» **Work request a**: In the duck hunting thread, how long did it take to limit on Mallards during the hunt on the Cuyahoga River?
[[ Document passage open ]]
I love to see a good dog work ....


----------



## Love2kayak

Hopefully I'll have some great stories like you guys have one day, but this being my first time every doing the waterfowl thing I'll settle for my first two mallards on opening day in south zone for now. 


Outdoor Hub mobile, the outdoor information engine


----------



## ducksdemise

FreyedKnot I hunted together for over 20yrs. One memorable hunt we had was on the Cuyahoga River by Ladue. It was the 1st day of the second split. We shot Mallards and Blacks and geese. We limited on Mallards in about 5 minutes. After that we just sat in awe watching flock after flock just drop into the Decoys. But wouldn't you know we went back the very next day and didn't fire a shot.
We also hunted the OHIO river late season one time with some nice success also had the best breakfast that morning eggs and deer tenderloin.
Miss the good old days of duck hunting. Freyed we need to take that trip we were talking about.
Jim


----------



## firstflight111

Love2kayak said:


> Hopefully I'll have some great stories like you guys have one day, but this being my first time every doing the waterfowl thing I'll settle for my first two mallards on opening day in south zone for now.
> 
> 
> Outdoor Hub mobile, the outdoor information engine


hey you got to start somewere ..my first year was bad ..but i have been doing this for 30 plus years .....after you get a dog a boat it makes life better ...


----------



## PARK92

late season goose hunt over a corn field. had a coyote ambush our decoys. there were 5 guys hunting andfive guys shooting at that damn dog. it didnt make it out of the spread.
[[ Document passage closed ]]
[[ Input open ]]
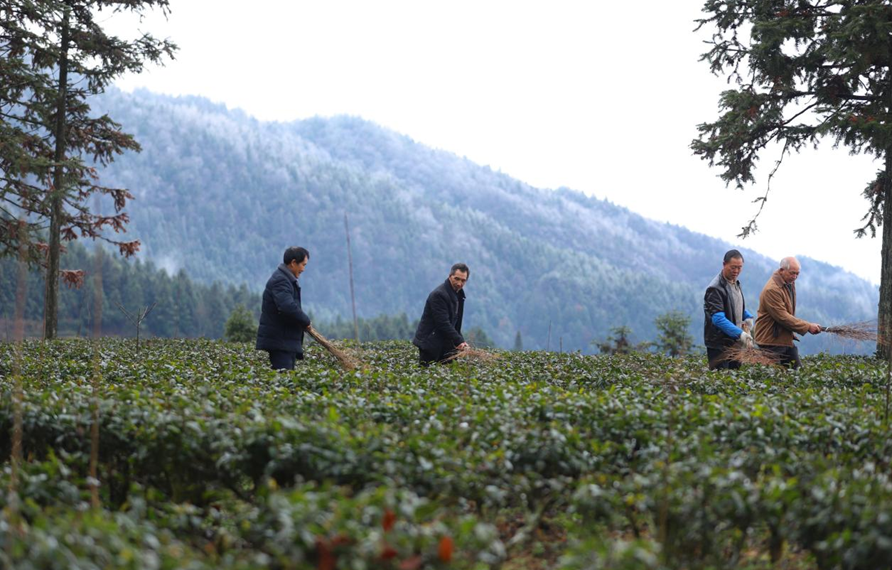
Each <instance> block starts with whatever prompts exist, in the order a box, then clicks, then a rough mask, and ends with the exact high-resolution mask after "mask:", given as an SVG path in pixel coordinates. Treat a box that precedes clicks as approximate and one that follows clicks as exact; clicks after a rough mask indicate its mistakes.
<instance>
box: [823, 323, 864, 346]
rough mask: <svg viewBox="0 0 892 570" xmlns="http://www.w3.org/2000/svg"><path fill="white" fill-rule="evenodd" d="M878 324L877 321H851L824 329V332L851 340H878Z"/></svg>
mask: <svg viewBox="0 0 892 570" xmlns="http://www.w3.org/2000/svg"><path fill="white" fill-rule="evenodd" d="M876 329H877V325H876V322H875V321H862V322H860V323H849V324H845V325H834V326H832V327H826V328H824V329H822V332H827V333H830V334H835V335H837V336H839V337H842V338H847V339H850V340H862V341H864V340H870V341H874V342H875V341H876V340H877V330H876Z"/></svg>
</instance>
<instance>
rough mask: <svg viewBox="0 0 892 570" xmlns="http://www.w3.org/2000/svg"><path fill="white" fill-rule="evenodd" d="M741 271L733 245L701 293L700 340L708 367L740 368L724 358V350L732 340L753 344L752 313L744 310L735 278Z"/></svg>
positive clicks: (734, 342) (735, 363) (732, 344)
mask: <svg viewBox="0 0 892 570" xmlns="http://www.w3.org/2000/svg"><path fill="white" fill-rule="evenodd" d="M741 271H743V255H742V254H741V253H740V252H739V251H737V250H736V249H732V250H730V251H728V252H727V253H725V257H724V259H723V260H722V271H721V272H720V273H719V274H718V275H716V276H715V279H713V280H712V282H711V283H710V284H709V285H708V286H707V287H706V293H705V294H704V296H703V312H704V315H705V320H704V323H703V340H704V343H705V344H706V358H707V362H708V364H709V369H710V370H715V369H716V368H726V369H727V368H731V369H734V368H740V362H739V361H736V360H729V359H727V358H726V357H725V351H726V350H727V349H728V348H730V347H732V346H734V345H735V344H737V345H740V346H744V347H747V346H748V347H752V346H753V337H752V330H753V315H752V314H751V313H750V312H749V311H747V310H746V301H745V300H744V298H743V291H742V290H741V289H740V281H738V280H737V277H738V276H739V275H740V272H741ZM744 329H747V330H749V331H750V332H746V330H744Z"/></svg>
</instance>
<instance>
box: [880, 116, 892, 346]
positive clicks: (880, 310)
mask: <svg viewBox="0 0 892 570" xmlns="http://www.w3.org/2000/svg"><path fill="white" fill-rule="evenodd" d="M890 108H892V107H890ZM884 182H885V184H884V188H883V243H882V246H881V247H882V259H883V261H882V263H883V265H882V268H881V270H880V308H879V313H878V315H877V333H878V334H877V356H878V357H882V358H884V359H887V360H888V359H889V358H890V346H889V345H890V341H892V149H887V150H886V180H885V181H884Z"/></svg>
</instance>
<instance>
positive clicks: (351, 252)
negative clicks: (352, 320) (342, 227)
[[ Input closed ]]
[[ Input open ]]
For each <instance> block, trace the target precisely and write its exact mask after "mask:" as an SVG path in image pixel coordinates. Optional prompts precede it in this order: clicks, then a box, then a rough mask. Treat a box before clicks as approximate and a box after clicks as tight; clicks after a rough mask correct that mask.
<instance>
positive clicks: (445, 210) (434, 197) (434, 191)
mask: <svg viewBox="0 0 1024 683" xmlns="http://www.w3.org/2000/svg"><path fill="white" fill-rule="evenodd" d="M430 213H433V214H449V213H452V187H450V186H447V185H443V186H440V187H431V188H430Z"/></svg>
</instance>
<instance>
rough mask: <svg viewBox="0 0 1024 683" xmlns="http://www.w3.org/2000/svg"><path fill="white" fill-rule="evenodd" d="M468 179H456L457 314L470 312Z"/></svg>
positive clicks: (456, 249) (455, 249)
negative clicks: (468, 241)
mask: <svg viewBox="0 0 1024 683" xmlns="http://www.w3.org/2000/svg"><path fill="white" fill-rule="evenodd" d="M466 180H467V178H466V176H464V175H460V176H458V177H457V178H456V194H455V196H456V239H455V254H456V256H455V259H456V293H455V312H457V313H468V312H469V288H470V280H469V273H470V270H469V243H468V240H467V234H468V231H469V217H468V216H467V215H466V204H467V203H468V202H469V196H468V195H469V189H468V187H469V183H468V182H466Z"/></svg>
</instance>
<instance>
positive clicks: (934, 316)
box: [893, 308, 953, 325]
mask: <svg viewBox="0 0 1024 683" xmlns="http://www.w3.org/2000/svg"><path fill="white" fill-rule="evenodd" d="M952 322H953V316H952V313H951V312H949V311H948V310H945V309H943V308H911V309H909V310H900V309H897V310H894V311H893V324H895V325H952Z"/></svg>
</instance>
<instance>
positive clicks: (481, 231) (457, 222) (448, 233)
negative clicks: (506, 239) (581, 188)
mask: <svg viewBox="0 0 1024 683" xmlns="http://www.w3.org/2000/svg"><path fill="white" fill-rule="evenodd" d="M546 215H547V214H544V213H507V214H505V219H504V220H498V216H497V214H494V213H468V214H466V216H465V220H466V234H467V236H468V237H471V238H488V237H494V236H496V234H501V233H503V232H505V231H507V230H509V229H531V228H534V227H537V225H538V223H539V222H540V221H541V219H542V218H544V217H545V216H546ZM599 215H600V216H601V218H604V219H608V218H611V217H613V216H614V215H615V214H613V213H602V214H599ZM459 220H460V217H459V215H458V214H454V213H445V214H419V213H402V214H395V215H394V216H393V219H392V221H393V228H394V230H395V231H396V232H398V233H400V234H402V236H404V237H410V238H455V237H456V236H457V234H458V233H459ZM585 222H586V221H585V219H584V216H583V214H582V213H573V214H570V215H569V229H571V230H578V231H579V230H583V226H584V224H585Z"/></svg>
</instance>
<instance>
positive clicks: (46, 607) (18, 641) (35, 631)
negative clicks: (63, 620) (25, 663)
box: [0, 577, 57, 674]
[[ Input closed ]]
» **Work request b**: Find every line of the records that contains the string "coordinates", matching case exactly, and copy each of those lines in full.

» **Expected output a**: About 5 minutes.

» **Expected output b**:
Each <instance> block starts with whatever prompts exist, in the order a box, then clicks, then a rough mask, and ends with the exact high-resolution mask after "mask:", given as an SVG path in pixel coordinates. Treat a box that precedes clicks as approximate and one that follows clicks as exact; clicks after a rough mask indicate its mistakes.
For each <instance> block, trace the target precisely and write its exact mask after "mask:" as an SVG path in image pixel coordinates. Optional prompts precede it in this order: clicks, then a box, then a rough mask. Treat a box before clicks as approximate and a box after clicks as tight; clicks after a rough mask correct that mask.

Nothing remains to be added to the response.